--- begin The records ---
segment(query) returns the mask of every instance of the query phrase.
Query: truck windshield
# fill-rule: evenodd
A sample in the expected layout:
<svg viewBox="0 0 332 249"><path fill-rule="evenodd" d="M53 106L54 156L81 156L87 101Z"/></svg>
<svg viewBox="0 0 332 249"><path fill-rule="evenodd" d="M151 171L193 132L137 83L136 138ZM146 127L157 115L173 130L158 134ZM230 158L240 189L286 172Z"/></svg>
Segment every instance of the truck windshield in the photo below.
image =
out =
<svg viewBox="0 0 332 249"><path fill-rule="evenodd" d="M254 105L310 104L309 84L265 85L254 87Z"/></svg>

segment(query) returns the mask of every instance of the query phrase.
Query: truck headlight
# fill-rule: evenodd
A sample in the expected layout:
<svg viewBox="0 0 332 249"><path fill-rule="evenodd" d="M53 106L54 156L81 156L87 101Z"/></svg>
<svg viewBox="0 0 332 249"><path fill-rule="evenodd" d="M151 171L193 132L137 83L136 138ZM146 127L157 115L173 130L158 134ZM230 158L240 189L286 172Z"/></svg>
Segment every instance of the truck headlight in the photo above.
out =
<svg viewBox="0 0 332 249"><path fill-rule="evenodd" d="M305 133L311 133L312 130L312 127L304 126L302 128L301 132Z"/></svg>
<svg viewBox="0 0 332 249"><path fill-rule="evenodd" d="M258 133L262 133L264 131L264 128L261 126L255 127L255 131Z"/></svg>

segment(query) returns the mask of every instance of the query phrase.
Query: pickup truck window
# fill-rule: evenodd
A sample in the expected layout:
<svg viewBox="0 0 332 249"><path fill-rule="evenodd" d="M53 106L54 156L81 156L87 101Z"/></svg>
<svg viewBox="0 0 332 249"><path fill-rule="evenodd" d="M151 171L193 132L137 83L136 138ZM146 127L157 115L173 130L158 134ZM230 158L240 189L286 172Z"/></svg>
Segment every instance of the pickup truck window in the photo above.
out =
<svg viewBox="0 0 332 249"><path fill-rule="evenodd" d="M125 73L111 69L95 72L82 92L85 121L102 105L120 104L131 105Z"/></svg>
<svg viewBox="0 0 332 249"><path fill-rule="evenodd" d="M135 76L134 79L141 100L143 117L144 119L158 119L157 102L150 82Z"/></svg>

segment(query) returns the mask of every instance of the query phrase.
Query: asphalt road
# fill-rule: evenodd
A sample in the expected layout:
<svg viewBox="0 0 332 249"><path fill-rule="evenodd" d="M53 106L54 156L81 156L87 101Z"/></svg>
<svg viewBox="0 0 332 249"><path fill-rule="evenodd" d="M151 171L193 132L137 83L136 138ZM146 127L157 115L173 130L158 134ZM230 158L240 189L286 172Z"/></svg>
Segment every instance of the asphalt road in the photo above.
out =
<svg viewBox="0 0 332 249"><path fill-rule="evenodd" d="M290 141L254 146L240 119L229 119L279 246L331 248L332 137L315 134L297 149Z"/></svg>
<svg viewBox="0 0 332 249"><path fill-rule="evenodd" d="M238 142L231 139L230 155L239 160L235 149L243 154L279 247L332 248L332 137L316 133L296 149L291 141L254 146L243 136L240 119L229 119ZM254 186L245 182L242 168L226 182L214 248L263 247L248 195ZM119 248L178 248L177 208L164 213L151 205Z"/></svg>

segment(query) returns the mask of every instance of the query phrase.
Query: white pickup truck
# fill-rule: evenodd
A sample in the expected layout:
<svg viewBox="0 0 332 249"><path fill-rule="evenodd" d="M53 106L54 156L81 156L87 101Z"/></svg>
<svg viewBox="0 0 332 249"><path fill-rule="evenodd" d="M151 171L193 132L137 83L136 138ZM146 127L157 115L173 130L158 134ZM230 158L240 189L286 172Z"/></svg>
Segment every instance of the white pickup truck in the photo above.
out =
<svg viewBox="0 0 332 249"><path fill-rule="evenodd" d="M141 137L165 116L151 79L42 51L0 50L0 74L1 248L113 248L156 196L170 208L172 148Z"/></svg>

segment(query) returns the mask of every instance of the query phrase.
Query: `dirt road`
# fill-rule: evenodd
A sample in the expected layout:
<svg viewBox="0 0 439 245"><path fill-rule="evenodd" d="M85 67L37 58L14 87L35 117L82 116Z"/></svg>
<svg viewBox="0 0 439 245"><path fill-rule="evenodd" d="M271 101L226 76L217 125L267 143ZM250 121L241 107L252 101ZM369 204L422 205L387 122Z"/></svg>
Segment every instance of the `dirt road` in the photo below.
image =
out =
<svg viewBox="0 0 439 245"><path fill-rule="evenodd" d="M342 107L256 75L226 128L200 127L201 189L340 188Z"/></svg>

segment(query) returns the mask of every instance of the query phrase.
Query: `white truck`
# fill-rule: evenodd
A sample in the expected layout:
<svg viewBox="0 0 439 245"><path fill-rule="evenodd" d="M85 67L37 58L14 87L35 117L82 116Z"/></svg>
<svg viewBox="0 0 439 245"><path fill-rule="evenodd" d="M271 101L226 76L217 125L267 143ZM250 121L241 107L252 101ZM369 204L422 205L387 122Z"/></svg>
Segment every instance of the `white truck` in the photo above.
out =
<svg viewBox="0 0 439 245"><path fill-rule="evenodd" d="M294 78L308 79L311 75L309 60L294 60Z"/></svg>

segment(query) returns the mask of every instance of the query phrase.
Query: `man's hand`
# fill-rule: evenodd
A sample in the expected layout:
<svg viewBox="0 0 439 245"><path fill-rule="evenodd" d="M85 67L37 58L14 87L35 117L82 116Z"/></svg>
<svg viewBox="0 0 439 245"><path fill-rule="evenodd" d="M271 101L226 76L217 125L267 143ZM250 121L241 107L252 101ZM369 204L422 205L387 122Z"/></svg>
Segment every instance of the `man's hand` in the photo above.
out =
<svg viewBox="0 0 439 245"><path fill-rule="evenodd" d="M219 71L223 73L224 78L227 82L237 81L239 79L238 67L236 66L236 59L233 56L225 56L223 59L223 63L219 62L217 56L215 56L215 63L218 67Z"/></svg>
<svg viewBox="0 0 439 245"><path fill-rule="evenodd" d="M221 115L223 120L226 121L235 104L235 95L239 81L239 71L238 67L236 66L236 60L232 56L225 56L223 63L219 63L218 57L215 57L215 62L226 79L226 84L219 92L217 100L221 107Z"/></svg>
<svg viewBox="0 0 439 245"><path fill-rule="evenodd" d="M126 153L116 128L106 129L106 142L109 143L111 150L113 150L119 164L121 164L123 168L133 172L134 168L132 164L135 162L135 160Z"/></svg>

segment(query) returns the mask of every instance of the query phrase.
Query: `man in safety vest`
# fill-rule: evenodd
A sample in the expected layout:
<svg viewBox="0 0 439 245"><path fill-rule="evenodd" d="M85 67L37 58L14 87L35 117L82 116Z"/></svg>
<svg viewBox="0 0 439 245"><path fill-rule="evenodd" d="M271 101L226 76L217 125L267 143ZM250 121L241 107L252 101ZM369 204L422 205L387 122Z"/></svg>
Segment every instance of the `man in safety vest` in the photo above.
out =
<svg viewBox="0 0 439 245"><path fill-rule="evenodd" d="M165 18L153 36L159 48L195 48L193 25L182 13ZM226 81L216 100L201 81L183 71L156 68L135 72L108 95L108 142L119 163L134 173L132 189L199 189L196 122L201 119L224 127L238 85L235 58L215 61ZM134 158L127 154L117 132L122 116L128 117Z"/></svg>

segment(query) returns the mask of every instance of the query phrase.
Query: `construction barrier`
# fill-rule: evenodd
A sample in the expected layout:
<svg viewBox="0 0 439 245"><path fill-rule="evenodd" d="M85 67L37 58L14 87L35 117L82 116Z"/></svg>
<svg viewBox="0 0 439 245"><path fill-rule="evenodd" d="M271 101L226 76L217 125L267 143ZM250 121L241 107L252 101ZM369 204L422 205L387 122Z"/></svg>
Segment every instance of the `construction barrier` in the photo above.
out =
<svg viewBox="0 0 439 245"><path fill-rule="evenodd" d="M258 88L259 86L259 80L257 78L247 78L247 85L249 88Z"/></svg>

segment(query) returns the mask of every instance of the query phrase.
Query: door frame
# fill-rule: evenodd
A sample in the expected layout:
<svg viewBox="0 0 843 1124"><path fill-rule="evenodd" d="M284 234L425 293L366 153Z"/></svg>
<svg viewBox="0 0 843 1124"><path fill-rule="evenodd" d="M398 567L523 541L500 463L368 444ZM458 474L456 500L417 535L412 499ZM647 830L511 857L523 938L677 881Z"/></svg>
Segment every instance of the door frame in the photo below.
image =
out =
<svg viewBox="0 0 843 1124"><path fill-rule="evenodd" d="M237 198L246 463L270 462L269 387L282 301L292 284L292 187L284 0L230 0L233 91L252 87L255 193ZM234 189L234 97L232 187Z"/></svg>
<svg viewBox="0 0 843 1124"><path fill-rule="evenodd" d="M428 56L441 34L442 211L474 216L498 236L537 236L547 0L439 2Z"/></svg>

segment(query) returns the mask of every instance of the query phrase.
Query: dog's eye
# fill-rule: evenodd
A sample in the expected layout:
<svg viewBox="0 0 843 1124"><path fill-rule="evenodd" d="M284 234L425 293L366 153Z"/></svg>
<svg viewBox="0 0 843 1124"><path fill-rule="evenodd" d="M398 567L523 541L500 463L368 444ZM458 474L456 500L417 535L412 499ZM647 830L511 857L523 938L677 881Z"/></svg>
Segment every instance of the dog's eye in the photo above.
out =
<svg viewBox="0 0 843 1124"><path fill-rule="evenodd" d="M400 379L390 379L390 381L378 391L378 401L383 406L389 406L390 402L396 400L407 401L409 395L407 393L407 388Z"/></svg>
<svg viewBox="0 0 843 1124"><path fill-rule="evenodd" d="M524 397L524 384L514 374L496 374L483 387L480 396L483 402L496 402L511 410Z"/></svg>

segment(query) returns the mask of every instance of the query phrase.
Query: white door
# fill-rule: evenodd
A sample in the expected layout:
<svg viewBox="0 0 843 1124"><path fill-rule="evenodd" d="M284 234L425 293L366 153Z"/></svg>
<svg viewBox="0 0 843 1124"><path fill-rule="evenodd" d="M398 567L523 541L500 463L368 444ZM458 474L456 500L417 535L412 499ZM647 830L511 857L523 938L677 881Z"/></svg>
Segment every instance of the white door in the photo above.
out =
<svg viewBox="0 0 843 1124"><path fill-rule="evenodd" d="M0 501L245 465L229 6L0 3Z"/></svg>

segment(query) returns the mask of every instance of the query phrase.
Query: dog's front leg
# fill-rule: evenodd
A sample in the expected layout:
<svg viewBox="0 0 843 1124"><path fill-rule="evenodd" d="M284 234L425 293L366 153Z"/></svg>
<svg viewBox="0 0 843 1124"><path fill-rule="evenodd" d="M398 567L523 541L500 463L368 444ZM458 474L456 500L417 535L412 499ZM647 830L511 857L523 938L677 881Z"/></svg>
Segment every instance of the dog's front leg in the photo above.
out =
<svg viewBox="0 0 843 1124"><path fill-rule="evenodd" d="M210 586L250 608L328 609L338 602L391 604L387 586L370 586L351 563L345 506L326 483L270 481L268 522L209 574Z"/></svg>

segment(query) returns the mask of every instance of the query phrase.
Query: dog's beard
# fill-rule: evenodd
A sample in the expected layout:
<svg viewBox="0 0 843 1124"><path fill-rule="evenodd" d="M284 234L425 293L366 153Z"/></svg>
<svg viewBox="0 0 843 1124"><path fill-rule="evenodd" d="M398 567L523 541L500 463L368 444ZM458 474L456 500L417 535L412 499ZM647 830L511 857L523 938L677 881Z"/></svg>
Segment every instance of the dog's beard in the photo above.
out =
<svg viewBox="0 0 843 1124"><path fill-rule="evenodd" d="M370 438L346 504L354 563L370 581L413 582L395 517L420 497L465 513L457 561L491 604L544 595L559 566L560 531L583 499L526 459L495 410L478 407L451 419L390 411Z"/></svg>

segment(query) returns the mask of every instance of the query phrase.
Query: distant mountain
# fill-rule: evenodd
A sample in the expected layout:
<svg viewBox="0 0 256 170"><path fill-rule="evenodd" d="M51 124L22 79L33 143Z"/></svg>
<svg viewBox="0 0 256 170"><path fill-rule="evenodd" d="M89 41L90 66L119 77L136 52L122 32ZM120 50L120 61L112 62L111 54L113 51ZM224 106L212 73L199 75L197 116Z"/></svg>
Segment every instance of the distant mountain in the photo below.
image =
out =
--- end The records ---
* [What you will do]
From the start of the rows through the line containing "105L310 104L309 84L265", inclusive, express each line as one string in a JSON list, leaving out any blank lines.

* [Solution to the problem]
[
  "segment(query) returns the mask of every instance of the query phrase.",
  "Query: truck windshield",
  "# fill-rule: evenodd",
  "A sample in the expected layout:",
  "<svg viewBox=\"0 0 332 249\"><path fill-rule=\"evenodd\" d=\"M53 106L54 156L81 156L87 101Z\"/></svg>",
  "<svg viewBox=\"0 0 332 249\"><path fill-rule=\"evenodd\" d=\"M151 171L193 132L137 83L136 138ZM146 127L157 115L173 130L158 134ZM230 158L240 189L286 172Z\"/></svg>",
  "Segment every instance of the truck windshield in the photo below.",
  "image =",
  "out =",
  "<svg viewBox=\"0 0 332 249\"><path fill-rule=\"evenodd\" d=\"M254 105L310 104L309 84L265 85L254 87Z\"/></svg>"
]